> _Your task_:
Please show each line of the records below that contains the word "helmet", copied in full.

> _Supplied records_:

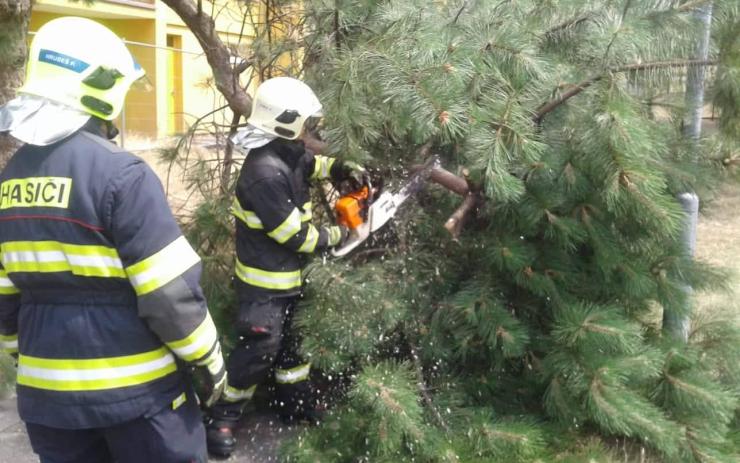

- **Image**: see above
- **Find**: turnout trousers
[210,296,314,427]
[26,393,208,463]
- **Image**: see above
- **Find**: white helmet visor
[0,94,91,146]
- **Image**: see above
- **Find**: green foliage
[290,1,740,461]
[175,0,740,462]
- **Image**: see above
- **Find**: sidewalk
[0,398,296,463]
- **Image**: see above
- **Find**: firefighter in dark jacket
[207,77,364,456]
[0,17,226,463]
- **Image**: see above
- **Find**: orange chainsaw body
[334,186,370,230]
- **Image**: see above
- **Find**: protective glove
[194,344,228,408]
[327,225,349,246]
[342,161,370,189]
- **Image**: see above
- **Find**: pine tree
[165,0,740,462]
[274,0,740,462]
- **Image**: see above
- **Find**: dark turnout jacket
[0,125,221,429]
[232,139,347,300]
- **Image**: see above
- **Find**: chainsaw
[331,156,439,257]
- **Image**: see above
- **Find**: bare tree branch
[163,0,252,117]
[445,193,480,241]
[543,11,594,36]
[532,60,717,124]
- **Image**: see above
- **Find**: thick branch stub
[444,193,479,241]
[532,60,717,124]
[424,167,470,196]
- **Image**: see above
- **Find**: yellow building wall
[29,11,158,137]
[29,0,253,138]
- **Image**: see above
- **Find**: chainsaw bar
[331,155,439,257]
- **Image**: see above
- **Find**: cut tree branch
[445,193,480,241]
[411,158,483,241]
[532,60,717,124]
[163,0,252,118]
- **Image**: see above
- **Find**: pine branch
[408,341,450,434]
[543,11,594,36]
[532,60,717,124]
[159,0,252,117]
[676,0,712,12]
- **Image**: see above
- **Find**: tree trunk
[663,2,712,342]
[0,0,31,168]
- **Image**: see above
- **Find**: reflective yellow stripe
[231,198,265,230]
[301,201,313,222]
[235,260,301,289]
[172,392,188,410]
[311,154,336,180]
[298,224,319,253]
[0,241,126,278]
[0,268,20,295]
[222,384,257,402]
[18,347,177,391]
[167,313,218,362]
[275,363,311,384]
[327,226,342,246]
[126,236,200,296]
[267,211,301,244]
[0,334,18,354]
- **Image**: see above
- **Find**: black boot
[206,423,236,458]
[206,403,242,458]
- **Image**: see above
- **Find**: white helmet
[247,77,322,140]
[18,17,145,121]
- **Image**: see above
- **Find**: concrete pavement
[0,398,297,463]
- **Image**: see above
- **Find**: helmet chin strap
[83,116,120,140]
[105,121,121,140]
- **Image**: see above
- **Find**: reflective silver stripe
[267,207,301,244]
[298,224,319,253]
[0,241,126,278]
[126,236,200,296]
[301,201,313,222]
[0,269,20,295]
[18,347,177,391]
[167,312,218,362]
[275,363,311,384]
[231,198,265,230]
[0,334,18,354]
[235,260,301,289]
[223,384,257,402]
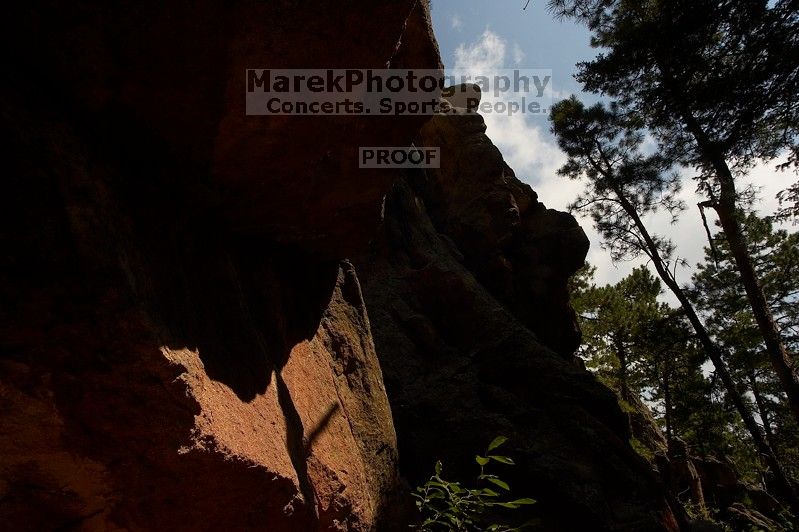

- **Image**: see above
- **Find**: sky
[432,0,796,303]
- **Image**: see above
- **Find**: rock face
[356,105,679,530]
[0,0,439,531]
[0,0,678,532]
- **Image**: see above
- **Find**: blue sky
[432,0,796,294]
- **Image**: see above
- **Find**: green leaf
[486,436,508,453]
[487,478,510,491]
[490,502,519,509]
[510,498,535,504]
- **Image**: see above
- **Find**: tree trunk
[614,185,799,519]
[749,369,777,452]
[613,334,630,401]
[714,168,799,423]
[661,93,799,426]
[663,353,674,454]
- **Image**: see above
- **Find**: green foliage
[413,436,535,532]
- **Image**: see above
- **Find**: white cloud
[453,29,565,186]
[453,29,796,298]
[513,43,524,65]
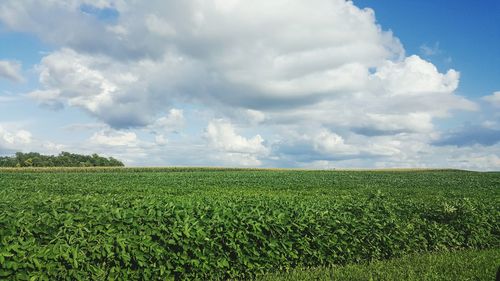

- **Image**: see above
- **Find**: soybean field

> _Result for this exercise_:
- **Find**: white helmet visor
- **Find**: white helmet
- **Find**: helmet chin strap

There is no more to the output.